* [Exercise] Turn every line of the listing below into a numbered list, leaving out the blank lines.

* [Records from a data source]
## Begin

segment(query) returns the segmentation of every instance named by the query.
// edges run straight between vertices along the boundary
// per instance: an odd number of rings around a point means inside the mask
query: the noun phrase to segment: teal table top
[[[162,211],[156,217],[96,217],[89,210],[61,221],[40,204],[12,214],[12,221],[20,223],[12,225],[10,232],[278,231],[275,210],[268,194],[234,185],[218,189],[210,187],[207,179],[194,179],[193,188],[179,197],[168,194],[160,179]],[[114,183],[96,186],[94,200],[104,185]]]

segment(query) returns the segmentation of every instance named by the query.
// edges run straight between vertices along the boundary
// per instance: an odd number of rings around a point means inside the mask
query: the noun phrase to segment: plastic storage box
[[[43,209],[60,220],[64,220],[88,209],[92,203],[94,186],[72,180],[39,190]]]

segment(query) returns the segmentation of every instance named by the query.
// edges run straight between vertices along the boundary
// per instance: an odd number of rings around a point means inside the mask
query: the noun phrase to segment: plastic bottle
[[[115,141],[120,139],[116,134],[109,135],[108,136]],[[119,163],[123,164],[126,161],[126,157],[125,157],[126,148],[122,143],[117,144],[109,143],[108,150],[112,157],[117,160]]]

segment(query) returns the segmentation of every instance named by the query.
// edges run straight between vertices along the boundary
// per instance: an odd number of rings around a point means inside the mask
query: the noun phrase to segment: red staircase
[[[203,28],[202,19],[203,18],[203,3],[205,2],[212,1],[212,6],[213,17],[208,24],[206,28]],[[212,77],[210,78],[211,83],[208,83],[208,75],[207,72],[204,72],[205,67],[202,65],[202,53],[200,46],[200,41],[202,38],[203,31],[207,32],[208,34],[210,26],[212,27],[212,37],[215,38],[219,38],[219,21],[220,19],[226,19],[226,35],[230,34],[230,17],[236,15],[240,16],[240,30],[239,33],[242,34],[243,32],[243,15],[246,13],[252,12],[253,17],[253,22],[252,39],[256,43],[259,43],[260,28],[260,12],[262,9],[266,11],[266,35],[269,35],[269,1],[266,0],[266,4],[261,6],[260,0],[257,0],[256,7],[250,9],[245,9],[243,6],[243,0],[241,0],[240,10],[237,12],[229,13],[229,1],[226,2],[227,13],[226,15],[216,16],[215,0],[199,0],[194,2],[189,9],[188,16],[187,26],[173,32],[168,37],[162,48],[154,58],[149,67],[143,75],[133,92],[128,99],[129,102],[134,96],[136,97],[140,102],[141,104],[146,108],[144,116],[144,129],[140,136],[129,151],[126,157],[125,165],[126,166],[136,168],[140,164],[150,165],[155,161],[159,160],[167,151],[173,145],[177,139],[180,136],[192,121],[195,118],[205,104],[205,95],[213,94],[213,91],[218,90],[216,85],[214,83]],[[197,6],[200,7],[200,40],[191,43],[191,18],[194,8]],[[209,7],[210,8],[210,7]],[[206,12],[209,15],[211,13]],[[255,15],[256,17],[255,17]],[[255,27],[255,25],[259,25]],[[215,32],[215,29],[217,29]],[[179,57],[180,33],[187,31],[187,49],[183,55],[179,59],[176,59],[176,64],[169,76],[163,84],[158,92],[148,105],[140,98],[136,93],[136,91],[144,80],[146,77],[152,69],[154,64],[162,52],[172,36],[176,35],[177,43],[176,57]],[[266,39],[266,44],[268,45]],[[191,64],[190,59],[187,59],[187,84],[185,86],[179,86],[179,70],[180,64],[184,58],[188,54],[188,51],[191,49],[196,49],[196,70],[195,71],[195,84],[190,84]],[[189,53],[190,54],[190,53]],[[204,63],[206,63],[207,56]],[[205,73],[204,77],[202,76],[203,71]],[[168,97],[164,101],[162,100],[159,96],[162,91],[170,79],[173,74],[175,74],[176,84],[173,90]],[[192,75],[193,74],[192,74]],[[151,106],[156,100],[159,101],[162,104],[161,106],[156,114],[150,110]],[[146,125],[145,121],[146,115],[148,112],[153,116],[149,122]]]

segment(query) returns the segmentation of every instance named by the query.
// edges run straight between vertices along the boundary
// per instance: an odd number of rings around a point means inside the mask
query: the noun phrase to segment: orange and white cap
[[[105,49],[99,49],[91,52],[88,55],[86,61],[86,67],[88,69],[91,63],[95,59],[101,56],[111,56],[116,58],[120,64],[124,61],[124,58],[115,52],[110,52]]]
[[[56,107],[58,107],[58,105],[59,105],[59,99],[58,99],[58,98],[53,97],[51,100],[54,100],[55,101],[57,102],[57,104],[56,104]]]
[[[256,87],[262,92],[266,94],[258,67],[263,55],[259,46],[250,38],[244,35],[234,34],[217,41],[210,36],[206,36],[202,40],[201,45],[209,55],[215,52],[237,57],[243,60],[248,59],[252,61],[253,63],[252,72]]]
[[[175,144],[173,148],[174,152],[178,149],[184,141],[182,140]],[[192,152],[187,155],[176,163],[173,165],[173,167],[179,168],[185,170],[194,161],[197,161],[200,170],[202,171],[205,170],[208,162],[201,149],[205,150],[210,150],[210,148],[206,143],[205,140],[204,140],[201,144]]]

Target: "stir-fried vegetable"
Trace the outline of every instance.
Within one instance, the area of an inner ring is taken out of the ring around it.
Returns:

## End

* [Right answer]
1. segment(query) returns the segmentation of every instance named by the query.
2. // edges run straight between vertices along the boundary
3. // per instance: an odd number of rings around a point means inside the mask
4. query: the noun phrase to segment: teal table top
5. [[[162,211],[156,217],[96,217],[89,210],[61,221],[40,204],[12,214],[12,221],[20,223],[12,225],[10,232],[278,231],[275,210],[268,194],[234,185],[218,189],[210,187],[207,179],[194,179],[193,188],[179,197],[168,194],[160,179]],[[114,183],[96,186],[94,200],[104,185]]]
6. segment(query) returns the segmentation of every instance named by the query.
7. // edges run straight between vertices along the boundary
8. // per instance: an odd number of rings around a point means inside the mask
9. query: the noun phrase to segment: plastic storage box
10. [[[43,209],[60,220],[64,220],[88,209],[92,203],[94,186],[72,180],[39,190]]]
11. segment(query) returns the segmentation of every instance named by the query.
12. // edges run straight between vertices along the boundary
13. // per instance: an odd number of rings around a point means inside the mask
14. query: the noun phrase to segment: plastic bottle
15. [[[115,141],[120,139],[116,134],[109,135],[108,136]],[[119,163],[123,164],[126,161],[126,157],[125,157],[126,148],[122,143],[117,144],[109,143],[108,150],[112,157],[117,160]]]
16. segment(query) returns the segmentation of every instance named by the query.
17. // edges run straight between vertices along the boundary
18. // per instance: an odd number of rings around a point means inside the mask
19. query: the noun phrase to segment: red staircase
20. [[[203,28],[202,19],[203,18],[203,3],[205,2],[212,1],[212,6],[213,17],[208,24],[206,28]],[[212,77],[210,78],[211,83],[208,83],[208,75],[207,72],[204,72],[205,67],[202,65],[202,53],[200,46],[200,41],[202,38],[203,31],[207,32],[208,34],[210,26],[212,27],[212,37],[215,38],[219,38],[219,21],[220,19],[226,19],[226,35],[230,34],[230,17],[236,15],[240,16],[240,30],[239,33],[242,34],[243,32],[243,15],[246,13],[252,12],[253,17],[253,22],[252,39],[256,43],[259,43],[260,28],[260,12],[262,9],[266,11],[266,35],[269,35],[269,1],[266,0],[266,4],[261,6],[260,0],[257,0],[256,7],[250,9],[245,9],[243,6],[243,0],[241,0],[240,10],[237,12],[229,13],[229,1],[226,2],[227,13],[226,15],[216,16],[215,0],[199,0],[194,2],[189,9],[188,16],[187,26],[173,32],[168,37],[162,48],[154,58],[149,67],[143,75],[133,92],[128,99],[129,102],[134,96],[136,97],[140,102],[141,104],[146,108],[144,116],[144,129],[140,136],[129,151],[126,157],[125,165],[126,166],[136,168],[140,164],[150,165],[155,161],[159,160],[167,151],[173,145],[177,139],[180,136],[192,121],[195,118],[205,104],[205,95],[213,94],[213,91],[218,90],[216,85],[214,83]],[[197,6],[200,7],[200,40],[191,43],[191,18],[194,8]],[[209,7],[210,8],[210,7]],[[206,12],[209,15],[211,13]],[[255,15],[256,17],[255,17]],[[255,27],[255,25],[259,25]],[[215,32],[215,29],[217,29]],[[179,57],[180,33],[187,31],[187,49],[183,55],[179,59],[176,59],[176,64],[169,76],[163,84],[158,92],[148,105],[140,98],[136,93],[136,91],[144,80],[146,77],[152,69],[154,64],[162,52],[172,36],[176,35],[177,43],[176,57]],[[266,39],[266,44],[268,45]],[[191,64],[190,59],[187,59],[187,84],[185,86],[179,86],[179,70],[180,64],[184,58],[188,54],[188,51],[191,49],[196,49],[196,70],[195,71],[195,84],[190,84]],[[189,53],[190,54],[190,53]],[[204,63],[206,63],[207,56]],[[205,73],[204,77],[202,76],[203,71]],[[168,97],[164,101],[162,100],[159,96],[162,91],[170,79],[173,74],[175,74],[176,84],[173,90]],[[192,75],[193,74],[192,74]],[[151,106],[156,100],[159,101],[162,104],[161,106],[156,114],[150,110]],[[146,125],[145,121],[146,115],[148,112],[153,116],[149,122]]]
21. segment(query) returns the segmentation of every instance named by the query.
22. // edges run straight between vertices along the boundary
23. // per instance: an odd number of rings around a point means inside the mask
24. query: the noun phrase to segment: orange and white cap
25. [[[105,49],[99,49],[91,52],[88,55],[86,61],[86,67],[88,69],[91,63],[95,59],[101,56],[111,56],[116,58],[120,64],[124,61],[124,58],[115,52],[110,52]]]
26. [[[56,107],[58,107],[58,105],[59,105],[59,99],[58,99],[58,98],[53,97],[51,100],[54,100],[55,101],[57,102],[57,104],[56,104]]]
27. [[[256,87],[262,92],[266,94],[258,67],[263,55],[259,46],[250,38],[244,35],[234,34],[217,41],[210,36],[206,36],[202,40],[201,45],[209,55],[215,52],[237,57],[243,60],[248,59],[252,61],[253,63],[252,72]]]
28. [[[175,144],[173,148],[174,152],[178,149],[184,141],[182,140]],[[192,152],[187,155],[176,163],[173,165],[173,167],[179,168],[185,170],[194,161],[197,161],[200,170],[202,171],[205,170],[208,162],[201,149],[205,150],[210,150],[210,148],[206,143],[205,140],[204,140],[201,144]]]
29. Target: "stir-fried vegetable"
30. Trace the outline of every instance.
31. Within one instance, the area of an inner ring is taken out of the ring around it.
32. Returns:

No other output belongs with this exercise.